> WHAT YOU WILL DO: Copy exactly the lines from the one containing "Can you find the red flag?" through the last line of the records, both included, and nothing more.
** Start RECORD SET **
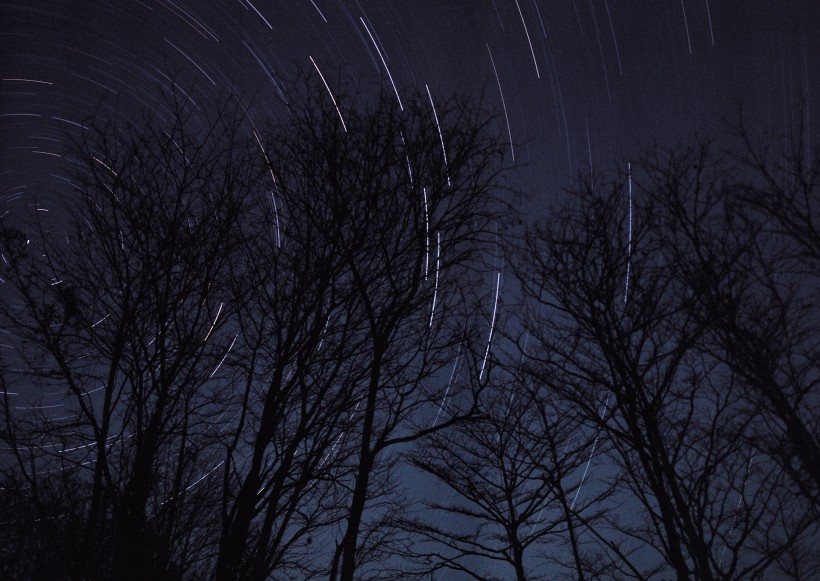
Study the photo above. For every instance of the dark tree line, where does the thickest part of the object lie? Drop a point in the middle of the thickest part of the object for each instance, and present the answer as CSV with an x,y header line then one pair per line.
x,y
238,345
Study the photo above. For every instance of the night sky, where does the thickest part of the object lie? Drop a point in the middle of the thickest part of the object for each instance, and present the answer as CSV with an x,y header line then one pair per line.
x,y
579,81
577,84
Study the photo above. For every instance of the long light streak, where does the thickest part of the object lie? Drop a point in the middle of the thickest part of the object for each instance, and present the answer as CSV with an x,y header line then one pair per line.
x,y
435,285
503,102
492,325
272,194
440,135
329,92
427,235
529,40
384,62
629,241
449,384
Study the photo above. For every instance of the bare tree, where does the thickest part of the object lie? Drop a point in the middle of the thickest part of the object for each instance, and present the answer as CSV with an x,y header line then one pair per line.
x,y
408,194
621,325
511,476
120,321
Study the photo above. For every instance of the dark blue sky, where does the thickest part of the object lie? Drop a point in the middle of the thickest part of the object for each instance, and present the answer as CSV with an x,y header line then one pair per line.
x,y
581,79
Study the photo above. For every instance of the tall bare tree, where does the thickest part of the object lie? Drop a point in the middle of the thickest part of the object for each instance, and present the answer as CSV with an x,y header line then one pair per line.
x,y
622,324
120,318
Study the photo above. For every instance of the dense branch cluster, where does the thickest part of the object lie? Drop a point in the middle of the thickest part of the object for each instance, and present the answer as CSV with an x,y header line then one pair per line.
x,y
241,343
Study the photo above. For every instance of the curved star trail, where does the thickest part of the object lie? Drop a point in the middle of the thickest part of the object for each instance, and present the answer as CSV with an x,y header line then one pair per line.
x,y
576,83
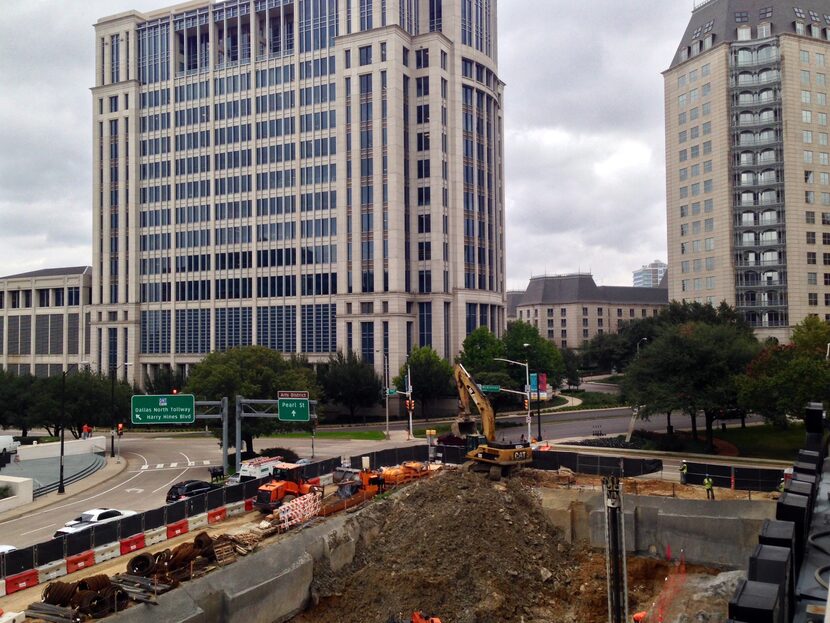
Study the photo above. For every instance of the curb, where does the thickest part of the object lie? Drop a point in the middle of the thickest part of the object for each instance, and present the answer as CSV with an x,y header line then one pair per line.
x,y
106,473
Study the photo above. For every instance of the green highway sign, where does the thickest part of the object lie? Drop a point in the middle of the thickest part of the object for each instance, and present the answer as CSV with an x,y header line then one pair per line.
x,y
169,409
293,406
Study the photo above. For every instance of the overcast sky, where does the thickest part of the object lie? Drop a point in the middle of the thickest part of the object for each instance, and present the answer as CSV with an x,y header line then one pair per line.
x,y
584,144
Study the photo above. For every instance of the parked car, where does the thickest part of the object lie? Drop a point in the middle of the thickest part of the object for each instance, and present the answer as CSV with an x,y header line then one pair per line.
x,y
91,518
188,488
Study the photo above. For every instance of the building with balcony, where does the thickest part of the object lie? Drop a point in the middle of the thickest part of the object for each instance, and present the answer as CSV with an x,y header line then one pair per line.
x,y
747,164
45,318
650,275
307,176
571,309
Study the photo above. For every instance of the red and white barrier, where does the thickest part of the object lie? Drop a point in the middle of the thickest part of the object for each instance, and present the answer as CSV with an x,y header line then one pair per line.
x,y
177,528
131,544
196,522
51,571
107,552
20,581
156,535
299,510
217,515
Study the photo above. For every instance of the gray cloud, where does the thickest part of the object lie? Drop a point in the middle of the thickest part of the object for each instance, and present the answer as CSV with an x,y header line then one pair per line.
x,y
584,132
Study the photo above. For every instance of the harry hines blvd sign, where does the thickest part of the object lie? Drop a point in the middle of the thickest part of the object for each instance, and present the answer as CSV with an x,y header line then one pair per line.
x,y
293,406
173,409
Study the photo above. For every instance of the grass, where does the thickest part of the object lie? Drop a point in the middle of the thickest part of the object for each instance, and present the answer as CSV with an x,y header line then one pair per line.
x,y
766,442
593,400
365,435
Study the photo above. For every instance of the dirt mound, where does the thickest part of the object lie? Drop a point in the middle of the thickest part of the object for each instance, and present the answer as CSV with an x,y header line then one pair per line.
x,y
467,550
455,546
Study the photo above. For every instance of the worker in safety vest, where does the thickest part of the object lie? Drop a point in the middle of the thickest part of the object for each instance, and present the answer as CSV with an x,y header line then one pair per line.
x,y
707,484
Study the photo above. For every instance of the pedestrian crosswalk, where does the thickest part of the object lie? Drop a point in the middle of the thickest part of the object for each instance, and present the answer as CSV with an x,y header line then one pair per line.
x,y
178,465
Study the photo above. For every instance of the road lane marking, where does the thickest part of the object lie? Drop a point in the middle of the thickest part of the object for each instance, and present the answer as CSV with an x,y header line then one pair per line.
x,y
37,529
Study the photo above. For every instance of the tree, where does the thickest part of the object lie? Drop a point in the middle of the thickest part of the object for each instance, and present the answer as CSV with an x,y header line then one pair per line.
x,y
351,382
479,352
251,372
431,377
781,380
540,354
570,359
694,367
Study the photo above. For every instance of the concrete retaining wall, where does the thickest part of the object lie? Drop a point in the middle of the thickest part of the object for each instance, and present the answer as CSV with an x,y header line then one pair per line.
x,y
270,585
53,449
21,492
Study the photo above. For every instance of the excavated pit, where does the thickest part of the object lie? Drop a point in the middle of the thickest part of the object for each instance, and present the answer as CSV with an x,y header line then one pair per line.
x,y
468,550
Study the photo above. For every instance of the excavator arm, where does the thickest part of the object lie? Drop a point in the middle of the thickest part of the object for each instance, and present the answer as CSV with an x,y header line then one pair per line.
x,y
468,391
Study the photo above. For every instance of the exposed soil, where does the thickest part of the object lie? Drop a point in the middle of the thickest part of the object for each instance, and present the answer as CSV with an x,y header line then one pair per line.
x,y
467,550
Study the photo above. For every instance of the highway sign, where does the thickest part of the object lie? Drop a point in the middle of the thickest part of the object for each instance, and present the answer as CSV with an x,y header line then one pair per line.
x,y
292,406
167,409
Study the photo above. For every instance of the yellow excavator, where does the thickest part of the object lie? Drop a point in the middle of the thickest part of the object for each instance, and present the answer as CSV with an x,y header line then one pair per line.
x,y
497,458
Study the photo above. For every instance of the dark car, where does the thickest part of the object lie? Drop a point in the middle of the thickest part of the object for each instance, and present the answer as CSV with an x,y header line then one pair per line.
x,y
189,488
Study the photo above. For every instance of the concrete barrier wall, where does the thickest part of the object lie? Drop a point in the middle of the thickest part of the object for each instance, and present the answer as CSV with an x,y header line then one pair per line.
x,y
270,585
21,492
53,449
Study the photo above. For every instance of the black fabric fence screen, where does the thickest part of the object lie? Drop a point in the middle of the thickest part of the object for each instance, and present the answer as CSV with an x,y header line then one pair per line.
x,y
49,551
19,561
78,542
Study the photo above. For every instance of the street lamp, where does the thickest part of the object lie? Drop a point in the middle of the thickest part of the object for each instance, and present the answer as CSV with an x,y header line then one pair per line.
x,y
61,488
112,404
527,385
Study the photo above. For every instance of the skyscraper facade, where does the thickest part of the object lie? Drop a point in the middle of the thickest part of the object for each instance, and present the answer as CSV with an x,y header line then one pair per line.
x,y
747,164
306,175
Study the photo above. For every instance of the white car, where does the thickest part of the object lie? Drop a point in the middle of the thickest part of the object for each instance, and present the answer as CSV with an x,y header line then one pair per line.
x,y
90,518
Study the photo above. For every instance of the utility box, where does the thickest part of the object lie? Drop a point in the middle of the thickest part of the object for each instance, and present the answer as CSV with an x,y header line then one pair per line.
x,y
755,602
772,564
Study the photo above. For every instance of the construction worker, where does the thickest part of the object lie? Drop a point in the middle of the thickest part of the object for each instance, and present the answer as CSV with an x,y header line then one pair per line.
x,y
708,485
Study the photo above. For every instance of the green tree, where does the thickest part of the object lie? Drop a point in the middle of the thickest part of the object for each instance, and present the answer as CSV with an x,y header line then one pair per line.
x,y
781,380
811,337
694,367
250,372
479,352
431,377
351,382
570,360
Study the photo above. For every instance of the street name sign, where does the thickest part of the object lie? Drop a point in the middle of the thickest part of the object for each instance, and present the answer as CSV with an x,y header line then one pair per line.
x,y
167,409
292,406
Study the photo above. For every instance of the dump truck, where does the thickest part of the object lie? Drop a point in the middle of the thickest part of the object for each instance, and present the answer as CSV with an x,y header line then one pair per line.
x,y
287,483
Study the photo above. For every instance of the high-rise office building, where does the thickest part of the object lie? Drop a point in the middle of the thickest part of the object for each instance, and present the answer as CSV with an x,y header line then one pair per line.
x,y
748,160
306,175
650,275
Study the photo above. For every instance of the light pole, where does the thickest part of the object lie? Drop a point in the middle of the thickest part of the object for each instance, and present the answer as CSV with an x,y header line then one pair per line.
x,y
112,404
61,488
527,386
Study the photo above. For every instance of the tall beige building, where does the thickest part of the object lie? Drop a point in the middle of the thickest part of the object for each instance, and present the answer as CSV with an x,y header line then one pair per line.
x,y
307,175
748,160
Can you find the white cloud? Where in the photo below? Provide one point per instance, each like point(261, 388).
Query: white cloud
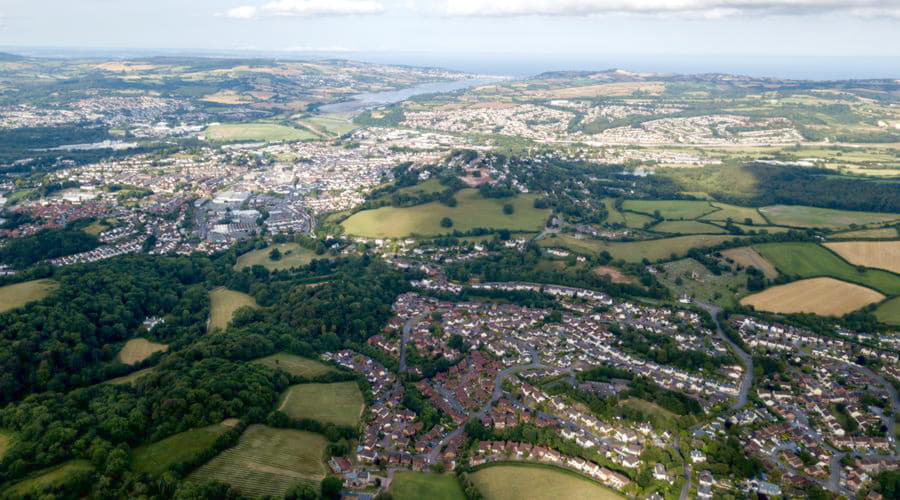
point(307, 8)
point(699, 8)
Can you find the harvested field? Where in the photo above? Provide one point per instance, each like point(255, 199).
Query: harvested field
point(747, 256)
point(268, 461)
point(822, 296)
point(877, 254)
point(137, 350)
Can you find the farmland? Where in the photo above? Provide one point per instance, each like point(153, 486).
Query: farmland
point(20, 294)
point(295, 365)
point(416, 485)
point(876, 254)
point(535, 482)
point(267, 461)
point(473, 211)
point(156, 458)
point(223, 304)
point(292, 255)
point(339, 403)
point(809, 260)
point(137, 350)
point(822, 296)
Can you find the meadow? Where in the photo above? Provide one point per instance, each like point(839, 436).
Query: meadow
point(417, 485)
point(473, 211)
point(158, 457)
point(223, 304)
point(20, 294)
point(809, 260)
point(295, 365)
point(822, 296)
point(536, 482)
point(292, 255)
point(340, 403)
point(268, 461)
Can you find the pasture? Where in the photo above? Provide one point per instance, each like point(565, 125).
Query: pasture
point(292, 255)
point(876, 254)
point(295, 365)
point(416, 485)
point(268, 461)
point(473, 211)
point(809, 260)
point(136, 350)
point(822, 296)
point(536, 482)
point(340, 403)
point(803, 216)
point(223, 304)
point(20, 294)
point(158, 457)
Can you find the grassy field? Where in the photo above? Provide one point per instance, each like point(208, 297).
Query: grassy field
point(747, 256)
point(535, 482)
point(262, 132)
point(16, 296)
point(292, 255)
point(223, 304)
point(809, 260)
point(670, 209)
point(472, 212)
point(137, 350)
point(822, 296)
point(876, 254)
point(686, 227)
point(889, 312)
point(46, 478)
point(339, 404)
point(268, 461)
point(295, 365)
point(417, 485)
point(802, 216)
point(157, 457)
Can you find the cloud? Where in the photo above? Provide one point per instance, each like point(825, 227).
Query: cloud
point(306, 8)
point(694, 8)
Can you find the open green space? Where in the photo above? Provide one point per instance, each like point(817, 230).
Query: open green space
point(536, 482)
point(223, 304)
point(473, 211)
point(295, 365)
point(340, 403)
point(158, 457)
point(809, 260)
point(292, 255)
point(268, 461)
point(20, 294)
point(418, 485)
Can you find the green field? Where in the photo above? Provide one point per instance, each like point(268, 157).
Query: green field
point(670, 209)
point(809, 260)
point(47, 478)
point(223, 304)
point(889, 311)
point(20, 294)
point(268, 461)
point(473, 211)
point(263, 132)
point(418, 485)
point(292, 255)
point(686, 227)
point(802, 216)
point(295, 365)
point(340, 403)
point(536, 482)
point(157, 457)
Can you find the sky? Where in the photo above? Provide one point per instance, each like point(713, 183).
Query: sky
point(548, 30)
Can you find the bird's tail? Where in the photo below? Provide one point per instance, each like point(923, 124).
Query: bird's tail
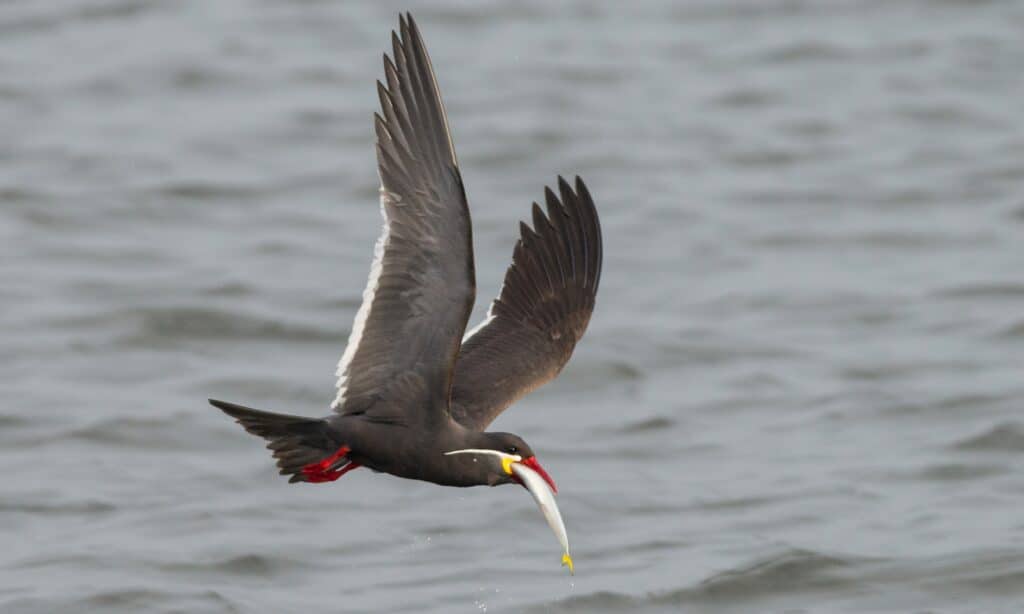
point(298, 443)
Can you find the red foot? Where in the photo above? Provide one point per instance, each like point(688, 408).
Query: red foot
point(324, 471)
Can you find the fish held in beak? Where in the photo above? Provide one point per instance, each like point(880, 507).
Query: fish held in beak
point(536, 480)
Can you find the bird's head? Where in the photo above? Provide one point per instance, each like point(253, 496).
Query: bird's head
point(500, 451)
point(508, 458)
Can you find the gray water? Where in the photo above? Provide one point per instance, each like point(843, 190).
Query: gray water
point(801, 390)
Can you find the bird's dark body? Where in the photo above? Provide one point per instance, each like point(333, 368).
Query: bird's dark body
point(412, 387)
point(417, 453)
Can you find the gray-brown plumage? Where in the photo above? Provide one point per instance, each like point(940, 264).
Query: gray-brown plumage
point(411, 388)
point(541, 313)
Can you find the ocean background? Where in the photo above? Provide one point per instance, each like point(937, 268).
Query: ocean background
point(801, 390)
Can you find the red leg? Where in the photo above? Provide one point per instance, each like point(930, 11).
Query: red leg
point(322, 472)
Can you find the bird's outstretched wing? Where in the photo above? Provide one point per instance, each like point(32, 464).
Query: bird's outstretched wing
point(402, 347)
point(541, 313)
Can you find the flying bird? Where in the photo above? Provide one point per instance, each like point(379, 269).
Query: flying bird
point(416, 391)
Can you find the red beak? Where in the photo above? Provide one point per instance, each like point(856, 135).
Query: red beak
point(532, 464)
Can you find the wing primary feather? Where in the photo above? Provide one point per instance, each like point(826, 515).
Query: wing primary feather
point(542, 310)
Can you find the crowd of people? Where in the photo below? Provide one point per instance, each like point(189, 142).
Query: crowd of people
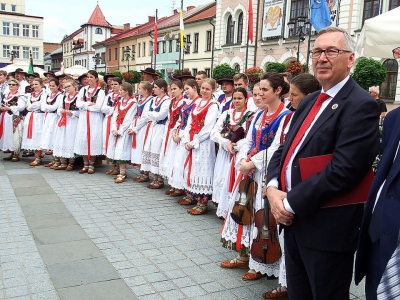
point(233, 150)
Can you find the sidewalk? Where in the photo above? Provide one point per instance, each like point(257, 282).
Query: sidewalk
point(65, 235)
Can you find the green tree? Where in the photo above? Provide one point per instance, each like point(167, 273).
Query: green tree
point(275, 67)
point(369, 72)
point(223, 70)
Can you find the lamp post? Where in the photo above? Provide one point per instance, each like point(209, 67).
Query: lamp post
point(186, 45)
point(95, 60)
point(128, 54)
point(302, 28)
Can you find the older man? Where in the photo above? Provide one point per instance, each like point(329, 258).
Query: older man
point(374, 92)
point(341, 120)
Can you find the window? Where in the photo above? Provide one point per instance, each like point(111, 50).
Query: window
point(240, 29)
point(35, 52)
point(388, 88)
point(16, 51)
point(209, 40)
point(187, 49)
point(35, 31)
point(196, 42)
point(394, 4)
point(25, 30)
point(6, 28)
point(16, 29)
point(25, 52)
point(371, 9)
point(230, 30)
point(298, 8)
point(6, 50)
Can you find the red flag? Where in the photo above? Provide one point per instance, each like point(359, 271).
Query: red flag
point(250, 25)
point(155, 44)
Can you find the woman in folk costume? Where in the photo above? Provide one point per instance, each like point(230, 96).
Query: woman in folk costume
point(300, 87)
point(120, 142)
point(12, 104)
point(89, 134)
point(33, 122)
point(158, 117)
point(224, 171)
point(66, 127)
point(176, 180)
point(138, 127)
point(200, 161)
point(168, 148)
point(49, 107)
point(259, 137)
point(108, 109)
** End RECORD SET **
> RESULT FOR THIS EXERCISE:
Can you find the red flag? Where in the photo above? Provide one point per instance, each like point(359, 271).
Query: red flag
point(250, 25)
point(155, 44)
Can you find the woman in folk costume? Where in the photo above? Provide one point per instance, each like point(230, 96).
Query: woman in folk costume
point(300, 87)
point(120, 142)
point(12, 104)
point(89, 134)
point(33, 122)
point(158, 117)
point(224, 171)
point(66, 127)
point(176, 180)
point(138, 127)
point(200, 161)
point(168, 148)
point(49, 107)
point(259, 137)
point(108, 109)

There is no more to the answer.